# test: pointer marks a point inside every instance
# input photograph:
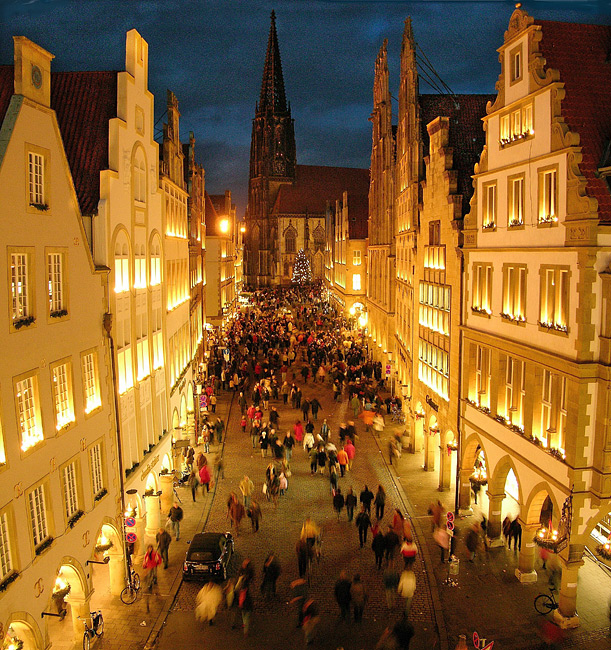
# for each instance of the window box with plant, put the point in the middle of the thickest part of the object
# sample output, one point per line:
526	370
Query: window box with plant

------------------------

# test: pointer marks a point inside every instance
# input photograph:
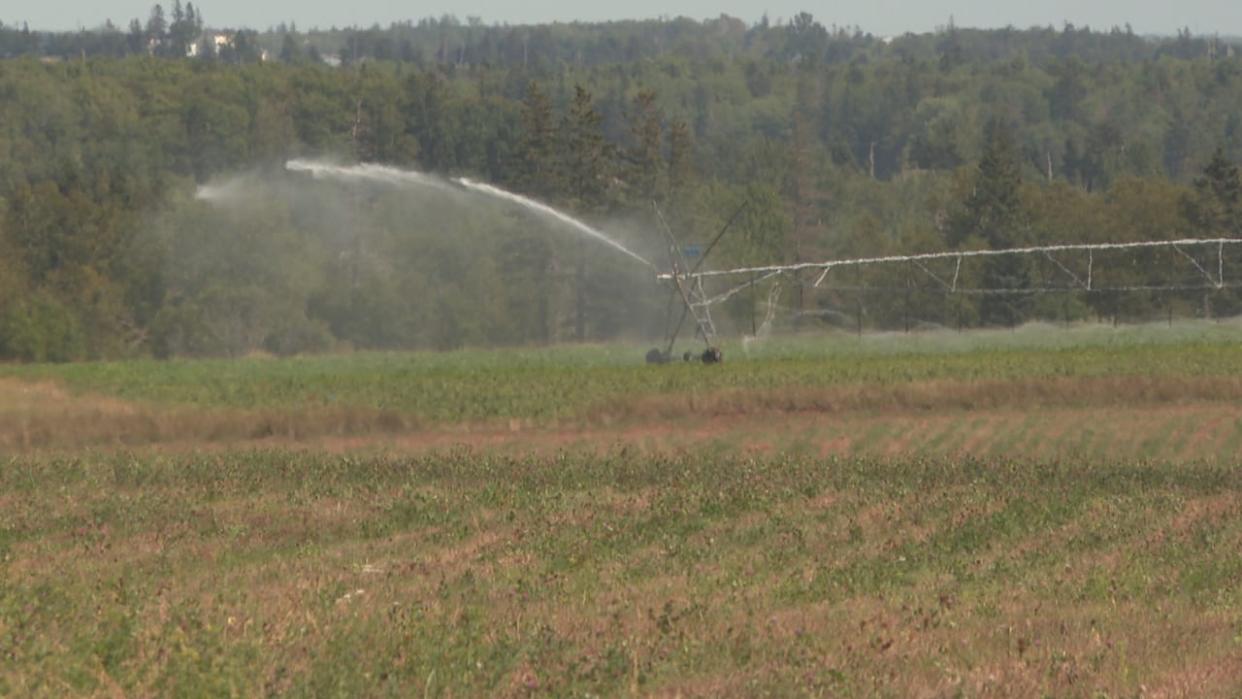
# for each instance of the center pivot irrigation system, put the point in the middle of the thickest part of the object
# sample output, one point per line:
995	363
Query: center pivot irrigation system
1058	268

------------------------

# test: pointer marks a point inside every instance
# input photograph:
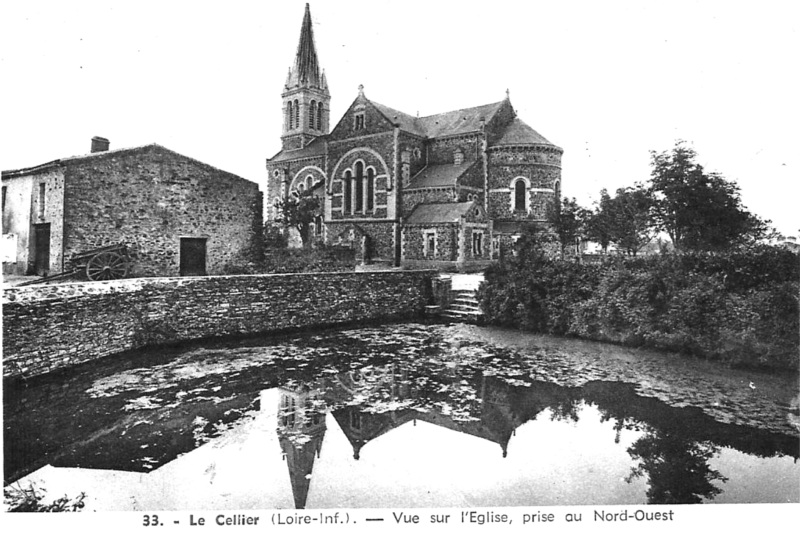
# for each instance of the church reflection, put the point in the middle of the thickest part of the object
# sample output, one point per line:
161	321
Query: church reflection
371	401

------------------------

* Task goal
Report each line of the entries where the word "middle" occurs.

* Task output
# for each instance of the window box with plant, put the point in the middle of the thickest part of the object
# for each instance of the center pivot irrigation system, put the point in the middle of the thickest part of the object
# for each instance of the church reflection, put the point in the middle of the thickest part of the object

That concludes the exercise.